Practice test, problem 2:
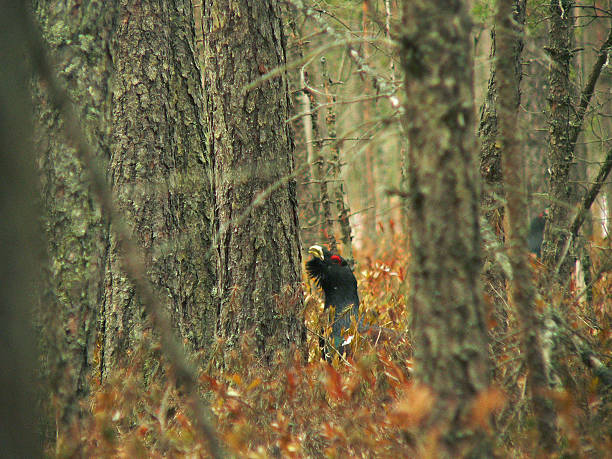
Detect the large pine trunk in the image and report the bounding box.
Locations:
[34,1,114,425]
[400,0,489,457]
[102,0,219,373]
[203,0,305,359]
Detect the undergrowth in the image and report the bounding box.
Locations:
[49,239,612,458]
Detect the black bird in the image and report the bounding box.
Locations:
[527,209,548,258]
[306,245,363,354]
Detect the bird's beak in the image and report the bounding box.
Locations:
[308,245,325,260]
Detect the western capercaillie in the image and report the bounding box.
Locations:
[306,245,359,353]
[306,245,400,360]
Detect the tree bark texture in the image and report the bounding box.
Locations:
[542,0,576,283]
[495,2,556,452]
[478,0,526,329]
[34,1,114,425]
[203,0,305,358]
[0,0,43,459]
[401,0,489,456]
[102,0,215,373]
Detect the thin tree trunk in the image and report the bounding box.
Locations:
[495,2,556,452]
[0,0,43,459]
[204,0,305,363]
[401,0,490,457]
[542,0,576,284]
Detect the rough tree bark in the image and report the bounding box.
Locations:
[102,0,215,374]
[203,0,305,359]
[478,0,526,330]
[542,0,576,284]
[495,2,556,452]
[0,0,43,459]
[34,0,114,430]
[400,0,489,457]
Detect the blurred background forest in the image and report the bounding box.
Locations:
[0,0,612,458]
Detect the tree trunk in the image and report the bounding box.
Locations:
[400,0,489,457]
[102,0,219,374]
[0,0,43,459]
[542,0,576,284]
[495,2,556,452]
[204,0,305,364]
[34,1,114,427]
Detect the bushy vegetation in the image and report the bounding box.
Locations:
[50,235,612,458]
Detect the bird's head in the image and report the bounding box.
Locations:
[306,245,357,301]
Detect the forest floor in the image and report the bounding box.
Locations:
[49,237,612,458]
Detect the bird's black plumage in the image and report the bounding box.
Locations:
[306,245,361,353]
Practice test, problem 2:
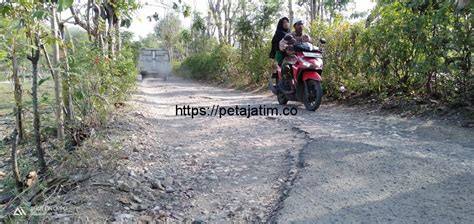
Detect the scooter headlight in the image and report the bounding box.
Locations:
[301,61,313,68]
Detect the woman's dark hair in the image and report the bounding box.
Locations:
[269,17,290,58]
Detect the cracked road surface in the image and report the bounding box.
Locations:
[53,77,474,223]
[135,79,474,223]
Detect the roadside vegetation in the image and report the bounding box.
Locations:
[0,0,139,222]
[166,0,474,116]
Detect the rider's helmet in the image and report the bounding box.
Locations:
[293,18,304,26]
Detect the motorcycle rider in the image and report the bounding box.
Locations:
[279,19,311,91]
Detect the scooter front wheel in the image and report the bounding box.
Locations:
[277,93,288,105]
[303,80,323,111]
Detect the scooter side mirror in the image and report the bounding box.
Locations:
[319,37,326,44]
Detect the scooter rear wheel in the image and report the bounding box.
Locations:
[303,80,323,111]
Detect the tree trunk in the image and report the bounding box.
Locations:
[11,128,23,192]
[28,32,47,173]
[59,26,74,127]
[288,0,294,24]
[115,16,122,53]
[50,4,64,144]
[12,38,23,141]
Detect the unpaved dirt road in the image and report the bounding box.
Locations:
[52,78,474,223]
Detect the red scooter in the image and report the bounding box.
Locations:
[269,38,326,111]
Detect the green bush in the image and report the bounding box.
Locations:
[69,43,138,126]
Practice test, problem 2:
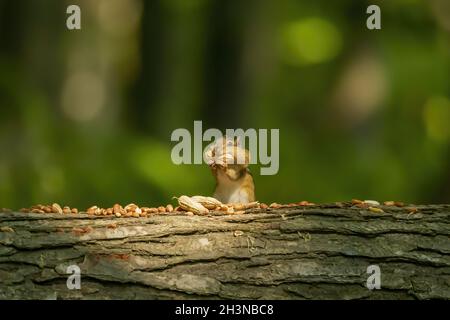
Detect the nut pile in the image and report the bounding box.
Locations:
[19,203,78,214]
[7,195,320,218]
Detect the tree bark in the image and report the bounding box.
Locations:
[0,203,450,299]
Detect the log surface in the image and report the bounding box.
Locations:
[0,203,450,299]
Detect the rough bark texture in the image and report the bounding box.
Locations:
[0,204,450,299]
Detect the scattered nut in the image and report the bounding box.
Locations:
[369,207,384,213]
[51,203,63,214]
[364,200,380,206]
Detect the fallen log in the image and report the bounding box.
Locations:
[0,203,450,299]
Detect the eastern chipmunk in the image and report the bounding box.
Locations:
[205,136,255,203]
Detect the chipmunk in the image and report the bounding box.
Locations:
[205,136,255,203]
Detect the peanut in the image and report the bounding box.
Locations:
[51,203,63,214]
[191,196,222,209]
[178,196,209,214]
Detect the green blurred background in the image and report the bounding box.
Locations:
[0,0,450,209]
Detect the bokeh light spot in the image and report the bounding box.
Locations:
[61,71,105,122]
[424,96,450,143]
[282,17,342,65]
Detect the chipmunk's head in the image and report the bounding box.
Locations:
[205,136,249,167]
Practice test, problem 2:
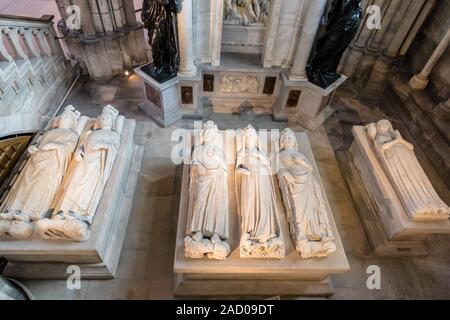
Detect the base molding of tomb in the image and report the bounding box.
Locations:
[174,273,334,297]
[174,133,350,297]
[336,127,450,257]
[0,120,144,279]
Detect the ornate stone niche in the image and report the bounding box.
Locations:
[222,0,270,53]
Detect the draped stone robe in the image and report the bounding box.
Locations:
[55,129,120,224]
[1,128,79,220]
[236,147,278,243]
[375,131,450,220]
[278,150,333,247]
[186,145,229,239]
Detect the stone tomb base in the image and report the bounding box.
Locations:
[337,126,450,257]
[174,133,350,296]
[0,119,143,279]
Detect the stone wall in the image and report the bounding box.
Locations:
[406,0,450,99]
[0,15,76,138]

INSTRUCTIONS FOR THE TASK:
Can you rewrite the lines from the one with "Detect the bushy" to the one with "[306,245,361,353]", both included and with the requests kept, adding -27 to every bounding box coordinate in the answers?

RESULT OF THE TASK:
Detect the bushy vegetation in the image and report the bounding box.
Locations:
[23,208,585,431]
Detect the bird's head in the image and report the bounding box.
Locations:
[279,218,330,274]
Detect the forest floor in the image and report the bounding box.
Locations:
[22,210,585,431]
Detect the bird's black plumage in the image and report the bounding box.
Locations:
[279,218,334,326]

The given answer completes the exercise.